(Entries drawn from a collection)

— Start —

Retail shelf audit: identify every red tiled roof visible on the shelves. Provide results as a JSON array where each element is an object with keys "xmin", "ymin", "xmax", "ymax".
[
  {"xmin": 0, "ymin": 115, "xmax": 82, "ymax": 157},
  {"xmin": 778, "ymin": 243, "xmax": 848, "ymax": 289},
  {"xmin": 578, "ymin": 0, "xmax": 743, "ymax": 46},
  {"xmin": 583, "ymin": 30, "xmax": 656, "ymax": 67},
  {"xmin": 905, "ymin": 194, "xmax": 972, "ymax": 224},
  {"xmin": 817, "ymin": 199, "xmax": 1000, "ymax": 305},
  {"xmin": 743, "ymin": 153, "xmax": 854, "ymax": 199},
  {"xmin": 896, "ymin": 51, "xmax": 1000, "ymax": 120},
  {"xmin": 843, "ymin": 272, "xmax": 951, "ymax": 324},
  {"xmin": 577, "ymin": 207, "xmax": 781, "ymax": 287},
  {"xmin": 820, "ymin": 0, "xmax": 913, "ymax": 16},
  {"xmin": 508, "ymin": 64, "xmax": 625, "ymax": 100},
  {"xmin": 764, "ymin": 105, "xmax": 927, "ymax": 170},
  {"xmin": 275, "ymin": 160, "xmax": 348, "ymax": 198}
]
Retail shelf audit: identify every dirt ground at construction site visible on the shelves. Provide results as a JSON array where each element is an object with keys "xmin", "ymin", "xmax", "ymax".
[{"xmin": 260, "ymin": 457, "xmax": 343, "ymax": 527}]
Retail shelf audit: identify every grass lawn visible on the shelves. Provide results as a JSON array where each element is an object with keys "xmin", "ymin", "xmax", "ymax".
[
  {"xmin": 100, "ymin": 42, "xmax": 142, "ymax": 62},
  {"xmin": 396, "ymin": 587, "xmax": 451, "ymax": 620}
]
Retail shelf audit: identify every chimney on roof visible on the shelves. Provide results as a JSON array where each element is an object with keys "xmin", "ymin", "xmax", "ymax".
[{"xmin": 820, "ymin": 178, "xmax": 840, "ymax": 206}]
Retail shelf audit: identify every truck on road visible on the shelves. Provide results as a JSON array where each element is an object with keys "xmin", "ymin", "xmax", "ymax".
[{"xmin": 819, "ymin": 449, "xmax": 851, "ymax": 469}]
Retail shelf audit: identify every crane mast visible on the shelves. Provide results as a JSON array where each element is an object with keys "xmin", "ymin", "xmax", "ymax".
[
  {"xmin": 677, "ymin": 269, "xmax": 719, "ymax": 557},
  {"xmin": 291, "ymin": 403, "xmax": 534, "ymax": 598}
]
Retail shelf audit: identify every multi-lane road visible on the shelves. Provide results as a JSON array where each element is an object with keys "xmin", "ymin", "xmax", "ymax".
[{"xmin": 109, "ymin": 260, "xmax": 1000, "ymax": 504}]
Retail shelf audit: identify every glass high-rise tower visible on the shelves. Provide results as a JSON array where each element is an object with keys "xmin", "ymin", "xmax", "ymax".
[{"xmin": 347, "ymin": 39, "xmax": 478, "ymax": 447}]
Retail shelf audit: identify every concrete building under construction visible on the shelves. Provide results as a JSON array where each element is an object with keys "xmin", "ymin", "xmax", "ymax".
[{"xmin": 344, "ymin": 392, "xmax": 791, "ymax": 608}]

— End —
— Start —

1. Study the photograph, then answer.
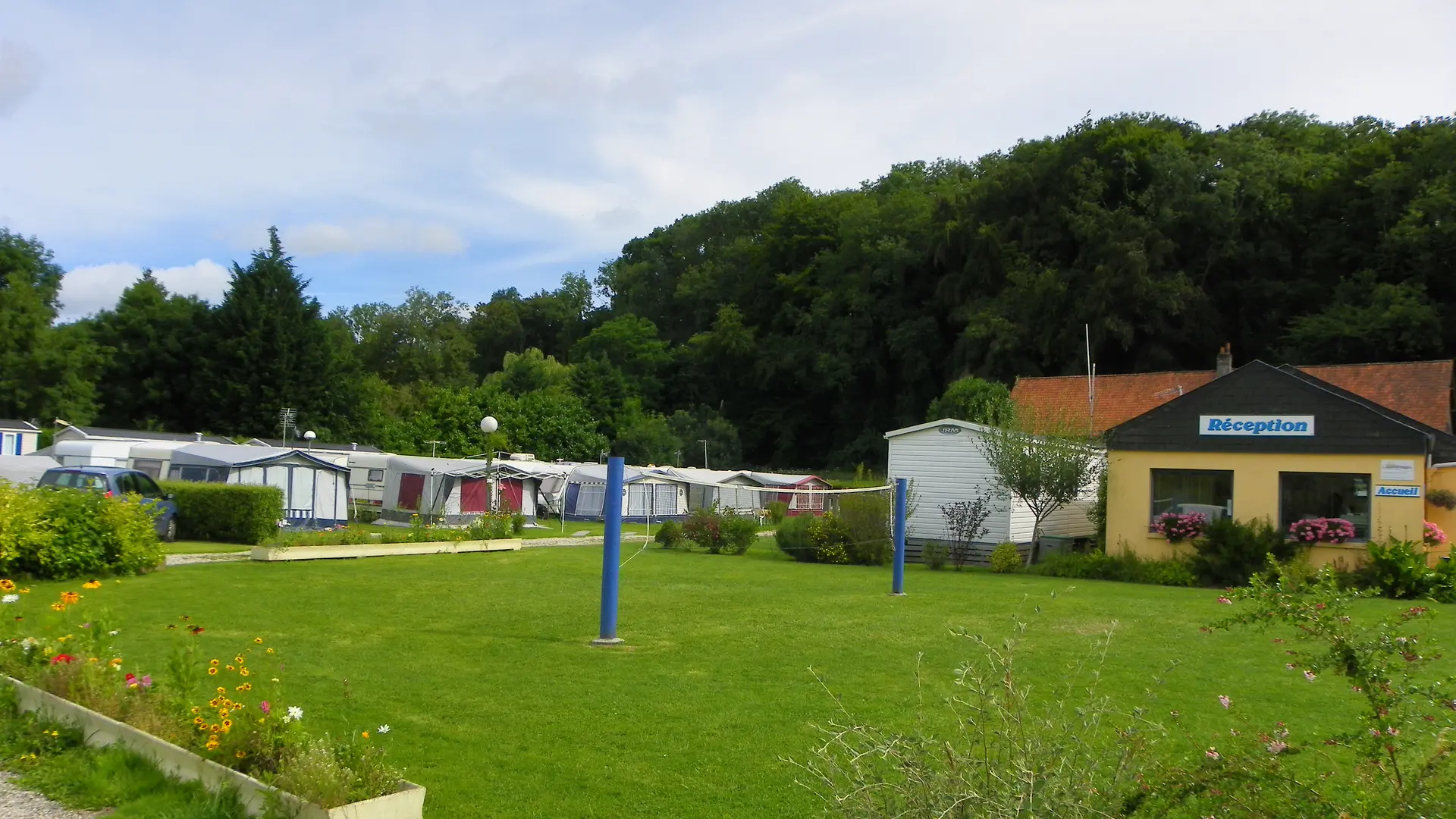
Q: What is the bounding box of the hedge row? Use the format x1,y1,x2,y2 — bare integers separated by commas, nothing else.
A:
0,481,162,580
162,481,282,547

— End —
— Start —

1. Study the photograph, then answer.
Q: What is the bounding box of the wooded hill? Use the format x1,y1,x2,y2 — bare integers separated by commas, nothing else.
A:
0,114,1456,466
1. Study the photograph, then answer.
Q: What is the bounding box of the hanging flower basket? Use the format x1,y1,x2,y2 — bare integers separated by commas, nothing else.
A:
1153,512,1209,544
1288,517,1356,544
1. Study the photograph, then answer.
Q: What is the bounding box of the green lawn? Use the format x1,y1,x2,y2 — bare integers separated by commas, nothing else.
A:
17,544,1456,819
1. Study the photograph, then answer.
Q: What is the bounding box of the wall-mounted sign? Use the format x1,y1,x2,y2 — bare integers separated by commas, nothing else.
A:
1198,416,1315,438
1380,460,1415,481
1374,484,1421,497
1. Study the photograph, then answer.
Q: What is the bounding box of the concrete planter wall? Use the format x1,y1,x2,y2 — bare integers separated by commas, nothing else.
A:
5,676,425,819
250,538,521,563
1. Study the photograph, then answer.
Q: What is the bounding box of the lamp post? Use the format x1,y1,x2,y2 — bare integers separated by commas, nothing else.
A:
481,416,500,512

— End —

- Stated task -
Count the lines of the records above that contain the string "Provide", treating uppercase and lowercase letters as different. Give only the number.

- Final answer -
9